## Given records
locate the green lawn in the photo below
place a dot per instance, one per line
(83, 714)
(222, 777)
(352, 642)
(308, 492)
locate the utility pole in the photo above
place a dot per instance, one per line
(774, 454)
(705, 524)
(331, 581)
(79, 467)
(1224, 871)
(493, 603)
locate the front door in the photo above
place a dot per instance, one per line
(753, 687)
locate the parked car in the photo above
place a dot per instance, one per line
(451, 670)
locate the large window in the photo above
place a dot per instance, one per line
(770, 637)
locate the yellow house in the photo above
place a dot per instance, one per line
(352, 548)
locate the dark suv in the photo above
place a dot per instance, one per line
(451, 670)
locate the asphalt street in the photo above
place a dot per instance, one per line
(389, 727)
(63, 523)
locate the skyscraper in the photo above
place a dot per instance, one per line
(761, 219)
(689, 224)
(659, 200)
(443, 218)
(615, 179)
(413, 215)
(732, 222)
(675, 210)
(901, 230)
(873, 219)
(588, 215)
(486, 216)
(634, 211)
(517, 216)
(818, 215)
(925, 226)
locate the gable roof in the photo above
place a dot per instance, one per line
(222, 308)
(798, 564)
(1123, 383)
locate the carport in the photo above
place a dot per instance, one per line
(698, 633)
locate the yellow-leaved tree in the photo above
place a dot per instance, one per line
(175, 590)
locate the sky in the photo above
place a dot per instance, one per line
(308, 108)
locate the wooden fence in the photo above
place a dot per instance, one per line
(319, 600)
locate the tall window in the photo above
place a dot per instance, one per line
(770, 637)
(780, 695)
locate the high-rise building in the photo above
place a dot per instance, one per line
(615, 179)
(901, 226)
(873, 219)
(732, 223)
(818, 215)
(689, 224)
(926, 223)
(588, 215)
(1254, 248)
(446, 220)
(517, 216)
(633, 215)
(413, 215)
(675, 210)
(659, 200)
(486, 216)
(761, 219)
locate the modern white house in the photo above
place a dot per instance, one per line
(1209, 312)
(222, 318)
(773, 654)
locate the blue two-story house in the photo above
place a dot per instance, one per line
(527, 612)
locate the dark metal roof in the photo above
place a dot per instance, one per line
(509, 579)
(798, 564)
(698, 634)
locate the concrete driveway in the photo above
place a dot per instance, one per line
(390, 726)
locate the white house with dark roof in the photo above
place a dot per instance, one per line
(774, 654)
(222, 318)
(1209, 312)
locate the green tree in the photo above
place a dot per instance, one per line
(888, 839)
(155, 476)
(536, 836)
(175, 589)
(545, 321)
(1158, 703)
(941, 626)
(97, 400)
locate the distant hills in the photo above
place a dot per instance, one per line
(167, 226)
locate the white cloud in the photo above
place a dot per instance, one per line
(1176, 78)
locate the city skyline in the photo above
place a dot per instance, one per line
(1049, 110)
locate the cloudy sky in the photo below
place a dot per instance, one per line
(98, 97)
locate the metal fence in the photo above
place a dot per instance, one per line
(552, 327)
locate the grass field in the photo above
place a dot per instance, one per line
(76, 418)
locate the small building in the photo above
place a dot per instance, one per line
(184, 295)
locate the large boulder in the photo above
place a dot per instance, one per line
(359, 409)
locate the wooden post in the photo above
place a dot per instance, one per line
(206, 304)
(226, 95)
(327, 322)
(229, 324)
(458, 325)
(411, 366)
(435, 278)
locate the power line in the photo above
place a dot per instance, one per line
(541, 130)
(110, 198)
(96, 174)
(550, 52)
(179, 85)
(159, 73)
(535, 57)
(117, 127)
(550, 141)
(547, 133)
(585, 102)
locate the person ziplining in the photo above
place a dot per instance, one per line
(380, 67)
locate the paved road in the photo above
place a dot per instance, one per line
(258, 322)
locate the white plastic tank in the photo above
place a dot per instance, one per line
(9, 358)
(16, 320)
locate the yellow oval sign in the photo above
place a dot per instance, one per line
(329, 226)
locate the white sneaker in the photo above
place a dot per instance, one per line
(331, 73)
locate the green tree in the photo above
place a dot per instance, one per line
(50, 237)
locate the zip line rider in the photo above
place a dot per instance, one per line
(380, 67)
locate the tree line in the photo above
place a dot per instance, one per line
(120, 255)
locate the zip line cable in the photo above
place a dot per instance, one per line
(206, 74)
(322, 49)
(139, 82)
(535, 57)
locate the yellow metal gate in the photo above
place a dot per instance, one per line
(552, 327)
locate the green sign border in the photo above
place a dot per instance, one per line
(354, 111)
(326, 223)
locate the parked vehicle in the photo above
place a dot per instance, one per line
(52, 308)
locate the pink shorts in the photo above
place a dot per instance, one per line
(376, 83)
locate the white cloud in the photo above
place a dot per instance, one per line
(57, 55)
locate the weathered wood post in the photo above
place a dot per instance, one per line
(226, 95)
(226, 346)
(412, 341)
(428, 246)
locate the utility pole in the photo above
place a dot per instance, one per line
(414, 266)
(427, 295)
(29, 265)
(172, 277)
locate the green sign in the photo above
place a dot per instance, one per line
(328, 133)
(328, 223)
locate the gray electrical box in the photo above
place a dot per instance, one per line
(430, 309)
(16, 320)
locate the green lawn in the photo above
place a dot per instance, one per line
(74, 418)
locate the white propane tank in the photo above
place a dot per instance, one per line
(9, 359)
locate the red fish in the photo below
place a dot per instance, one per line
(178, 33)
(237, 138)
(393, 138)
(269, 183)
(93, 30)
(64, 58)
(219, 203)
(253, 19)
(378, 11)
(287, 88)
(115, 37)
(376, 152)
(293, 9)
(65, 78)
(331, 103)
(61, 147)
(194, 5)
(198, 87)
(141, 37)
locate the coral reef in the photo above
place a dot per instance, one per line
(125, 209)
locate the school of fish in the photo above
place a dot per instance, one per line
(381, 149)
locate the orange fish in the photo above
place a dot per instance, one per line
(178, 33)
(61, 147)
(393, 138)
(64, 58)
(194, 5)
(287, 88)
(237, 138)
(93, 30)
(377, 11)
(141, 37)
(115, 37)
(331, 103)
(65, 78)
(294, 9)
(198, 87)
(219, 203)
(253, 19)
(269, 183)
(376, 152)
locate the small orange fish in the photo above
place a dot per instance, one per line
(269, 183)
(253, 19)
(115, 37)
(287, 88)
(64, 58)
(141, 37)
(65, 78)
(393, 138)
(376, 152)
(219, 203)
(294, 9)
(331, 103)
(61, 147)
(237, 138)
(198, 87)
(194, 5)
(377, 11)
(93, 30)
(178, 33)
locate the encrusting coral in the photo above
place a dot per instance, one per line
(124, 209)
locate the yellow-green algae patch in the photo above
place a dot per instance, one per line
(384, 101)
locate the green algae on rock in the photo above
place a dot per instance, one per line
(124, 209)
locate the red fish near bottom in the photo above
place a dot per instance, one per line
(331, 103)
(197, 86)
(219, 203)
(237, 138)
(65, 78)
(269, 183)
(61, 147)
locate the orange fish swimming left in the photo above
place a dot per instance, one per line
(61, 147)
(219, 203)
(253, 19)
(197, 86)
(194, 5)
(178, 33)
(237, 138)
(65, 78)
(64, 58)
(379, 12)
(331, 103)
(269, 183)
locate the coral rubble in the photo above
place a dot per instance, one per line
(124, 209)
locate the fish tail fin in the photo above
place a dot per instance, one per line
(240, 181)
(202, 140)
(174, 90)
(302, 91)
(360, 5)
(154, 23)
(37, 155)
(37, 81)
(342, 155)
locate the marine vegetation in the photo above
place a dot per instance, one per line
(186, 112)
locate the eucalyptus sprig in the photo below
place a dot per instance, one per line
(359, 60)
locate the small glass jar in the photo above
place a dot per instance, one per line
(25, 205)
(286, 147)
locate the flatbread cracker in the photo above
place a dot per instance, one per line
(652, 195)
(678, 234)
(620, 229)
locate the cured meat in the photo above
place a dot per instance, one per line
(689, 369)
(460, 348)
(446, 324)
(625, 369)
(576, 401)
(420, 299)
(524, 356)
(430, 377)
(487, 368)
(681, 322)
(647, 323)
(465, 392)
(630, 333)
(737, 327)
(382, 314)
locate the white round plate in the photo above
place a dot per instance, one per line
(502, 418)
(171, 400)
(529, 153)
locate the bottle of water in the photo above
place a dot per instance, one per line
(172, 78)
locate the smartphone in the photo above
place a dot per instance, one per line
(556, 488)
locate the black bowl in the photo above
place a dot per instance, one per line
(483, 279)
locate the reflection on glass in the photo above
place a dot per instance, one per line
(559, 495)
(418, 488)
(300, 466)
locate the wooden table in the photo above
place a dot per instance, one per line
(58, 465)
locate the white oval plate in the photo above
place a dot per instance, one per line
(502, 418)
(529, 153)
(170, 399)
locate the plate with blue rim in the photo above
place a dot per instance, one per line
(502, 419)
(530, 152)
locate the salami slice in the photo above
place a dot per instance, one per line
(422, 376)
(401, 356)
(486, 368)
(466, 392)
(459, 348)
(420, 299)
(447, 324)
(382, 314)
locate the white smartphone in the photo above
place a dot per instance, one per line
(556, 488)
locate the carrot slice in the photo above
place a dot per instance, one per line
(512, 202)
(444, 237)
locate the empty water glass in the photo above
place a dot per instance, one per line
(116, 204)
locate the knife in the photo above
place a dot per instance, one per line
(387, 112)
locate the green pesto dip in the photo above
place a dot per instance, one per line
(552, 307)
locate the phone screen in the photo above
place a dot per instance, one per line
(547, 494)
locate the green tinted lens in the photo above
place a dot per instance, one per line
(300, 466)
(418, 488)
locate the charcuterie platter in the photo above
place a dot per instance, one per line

## Work to complete
Starting with the line that contains "locate the wooden table in the photo above", return each line through the last one of the data above, exactly as written and nothing more.

## Right answer
locate the wooden table in the photo above
place a dot per instance, one per line
(58, 465)
locate the white oval plate in the photo above
place a dot per instance, one per line
(502, 418)
(529, 153)
(170, 399)
locate the plate with blue rim in the photo above
place a dot per instance, one per line
(502, 419)
(530, 152)
locate the salami slice in the photo above
place a dot per instance, one per line
(422, 376)
(401, 356)
(486, 368)
(466, 392)
(459, 348)
(420, 299)
(447, 324)
(382, 314)
locate the white smartphone in the photo above
place a dot per instance, one per line
(556, 488)
locate the carrot slice in the photo above
place a dot per instance, one per line
(512, 202)
(444, 237)
locate the empty water glass in the photo above
place a dot per instance, one per line
(116, 204)
locate the knife in the photo above
place a dot per instance, one per line
(387, 112)
locate the green pesto dip in the photo above
place a dot per instance, one per line
(552, 307)
locate the phone screen in the photo above
place a dot per instance, one per line
(547, 494)
locate the green tinted lens in the photo above
place a dot per instance, one per line
(300, 466)
(418, 488)
locate the charcuterie platter in the photo above
place a dot per instance, one per line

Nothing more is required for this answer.